WHAT IS BEING ASKED
Give back the line where "Where can the groom's" appears and all the lines after it until the listing ends, unchanged and with nothing else.

EXCERPTED RECORDS

----------

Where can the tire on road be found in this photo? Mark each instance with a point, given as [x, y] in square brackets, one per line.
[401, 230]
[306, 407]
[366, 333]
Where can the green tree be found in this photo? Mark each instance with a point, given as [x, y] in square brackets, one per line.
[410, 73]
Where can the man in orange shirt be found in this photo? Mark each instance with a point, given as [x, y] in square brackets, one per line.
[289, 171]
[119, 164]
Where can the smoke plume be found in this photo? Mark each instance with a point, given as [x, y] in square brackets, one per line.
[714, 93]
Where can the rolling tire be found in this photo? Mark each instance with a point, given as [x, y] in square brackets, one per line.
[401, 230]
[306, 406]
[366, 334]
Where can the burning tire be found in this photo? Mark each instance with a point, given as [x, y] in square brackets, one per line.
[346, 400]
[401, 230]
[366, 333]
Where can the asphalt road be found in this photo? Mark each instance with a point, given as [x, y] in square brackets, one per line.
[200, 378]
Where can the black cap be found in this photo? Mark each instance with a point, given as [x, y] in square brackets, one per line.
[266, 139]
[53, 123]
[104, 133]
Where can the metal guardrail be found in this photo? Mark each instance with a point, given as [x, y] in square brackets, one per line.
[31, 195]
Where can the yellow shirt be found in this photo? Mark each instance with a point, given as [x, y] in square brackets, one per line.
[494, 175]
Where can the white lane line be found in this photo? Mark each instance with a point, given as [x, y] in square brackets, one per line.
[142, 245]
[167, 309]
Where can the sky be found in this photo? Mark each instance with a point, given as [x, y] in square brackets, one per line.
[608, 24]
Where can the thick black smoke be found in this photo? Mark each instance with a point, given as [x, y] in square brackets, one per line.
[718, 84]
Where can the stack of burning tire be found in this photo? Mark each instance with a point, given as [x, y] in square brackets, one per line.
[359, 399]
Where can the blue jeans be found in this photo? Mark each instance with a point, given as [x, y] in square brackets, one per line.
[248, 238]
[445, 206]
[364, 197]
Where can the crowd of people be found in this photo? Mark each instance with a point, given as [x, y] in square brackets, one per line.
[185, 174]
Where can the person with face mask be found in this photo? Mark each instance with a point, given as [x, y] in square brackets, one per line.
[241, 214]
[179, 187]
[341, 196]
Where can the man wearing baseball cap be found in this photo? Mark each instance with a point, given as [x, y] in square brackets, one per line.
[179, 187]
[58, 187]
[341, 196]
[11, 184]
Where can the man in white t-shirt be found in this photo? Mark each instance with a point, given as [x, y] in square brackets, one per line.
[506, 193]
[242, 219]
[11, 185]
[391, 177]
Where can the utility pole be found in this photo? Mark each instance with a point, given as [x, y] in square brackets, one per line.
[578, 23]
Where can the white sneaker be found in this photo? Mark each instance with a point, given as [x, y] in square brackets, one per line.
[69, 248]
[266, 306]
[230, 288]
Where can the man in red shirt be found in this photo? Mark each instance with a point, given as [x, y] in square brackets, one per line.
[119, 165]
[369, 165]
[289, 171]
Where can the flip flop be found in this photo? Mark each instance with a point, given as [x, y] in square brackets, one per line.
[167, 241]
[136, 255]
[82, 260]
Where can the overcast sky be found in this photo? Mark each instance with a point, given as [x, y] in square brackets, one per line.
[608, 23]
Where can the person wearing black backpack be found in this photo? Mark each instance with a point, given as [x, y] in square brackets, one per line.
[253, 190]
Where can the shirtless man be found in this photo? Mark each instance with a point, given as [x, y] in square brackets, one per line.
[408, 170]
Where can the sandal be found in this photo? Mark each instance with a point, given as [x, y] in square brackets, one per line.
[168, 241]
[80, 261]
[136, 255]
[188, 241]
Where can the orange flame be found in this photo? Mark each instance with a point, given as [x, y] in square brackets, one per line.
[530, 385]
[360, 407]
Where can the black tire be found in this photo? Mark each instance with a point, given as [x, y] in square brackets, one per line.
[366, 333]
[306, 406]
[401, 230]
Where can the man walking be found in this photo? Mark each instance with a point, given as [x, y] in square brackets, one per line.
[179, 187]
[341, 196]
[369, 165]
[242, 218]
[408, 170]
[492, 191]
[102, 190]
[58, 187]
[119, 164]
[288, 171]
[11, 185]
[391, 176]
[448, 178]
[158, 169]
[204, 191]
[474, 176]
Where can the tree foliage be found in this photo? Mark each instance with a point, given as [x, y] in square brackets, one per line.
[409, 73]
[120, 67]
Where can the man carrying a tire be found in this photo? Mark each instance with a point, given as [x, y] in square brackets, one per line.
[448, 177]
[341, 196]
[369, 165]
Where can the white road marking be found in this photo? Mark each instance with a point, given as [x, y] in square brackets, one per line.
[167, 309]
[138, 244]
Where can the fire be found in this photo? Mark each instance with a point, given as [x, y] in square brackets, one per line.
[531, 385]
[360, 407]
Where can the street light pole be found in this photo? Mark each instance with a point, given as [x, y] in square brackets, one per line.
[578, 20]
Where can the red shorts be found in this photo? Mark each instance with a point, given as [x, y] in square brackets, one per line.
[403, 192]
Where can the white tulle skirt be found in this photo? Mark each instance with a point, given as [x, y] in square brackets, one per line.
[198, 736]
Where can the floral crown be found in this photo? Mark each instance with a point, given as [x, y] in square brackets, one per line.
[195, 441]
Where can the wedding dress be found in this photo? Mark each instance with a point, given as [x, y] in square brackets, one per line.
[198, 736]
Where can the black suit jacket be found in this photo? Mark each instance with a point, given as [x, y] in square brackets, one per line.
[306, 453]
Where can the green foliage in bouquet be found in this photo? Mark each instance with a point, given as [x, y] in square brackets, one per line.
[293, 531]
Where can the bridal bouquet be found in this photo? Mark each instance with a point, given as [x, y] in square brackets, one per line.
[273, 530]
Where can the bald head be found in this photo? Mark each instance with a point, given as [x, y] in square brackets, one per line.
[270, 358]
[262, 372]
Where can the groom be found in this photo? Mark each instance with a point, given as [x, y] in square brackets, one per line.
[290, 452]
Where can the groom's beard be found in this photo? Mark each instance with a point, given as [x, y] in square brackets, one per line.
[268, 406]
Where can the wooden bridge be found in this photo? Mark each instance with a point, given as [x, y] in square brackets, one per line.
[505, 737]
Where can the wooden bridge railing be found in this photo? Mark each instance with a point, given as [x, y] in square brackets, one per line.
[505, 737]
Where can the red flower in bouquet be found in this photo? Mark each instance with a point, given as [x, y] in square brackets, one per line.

----------

SOLUTION FOR THIS EXERCISE
Where can the groom's beard be found in this photo? Mark each instance with a point, given as [x, y] in square brackets, one per line.
[268, 406]
Where can the wooden bridge be found in this photo? Mark each instance with a point, given as [x, y] in square brackets, one per line.
[505, 737]
Where can the wooden bridge railing be found in this photo? Mark each instance with a point, given as [x, y] in square brackets, one per line.
[505, 737]
Where can the red flower in bouquet be found in this photo? Mark each instance with a point, given as [x, y] in square brackets, one per line.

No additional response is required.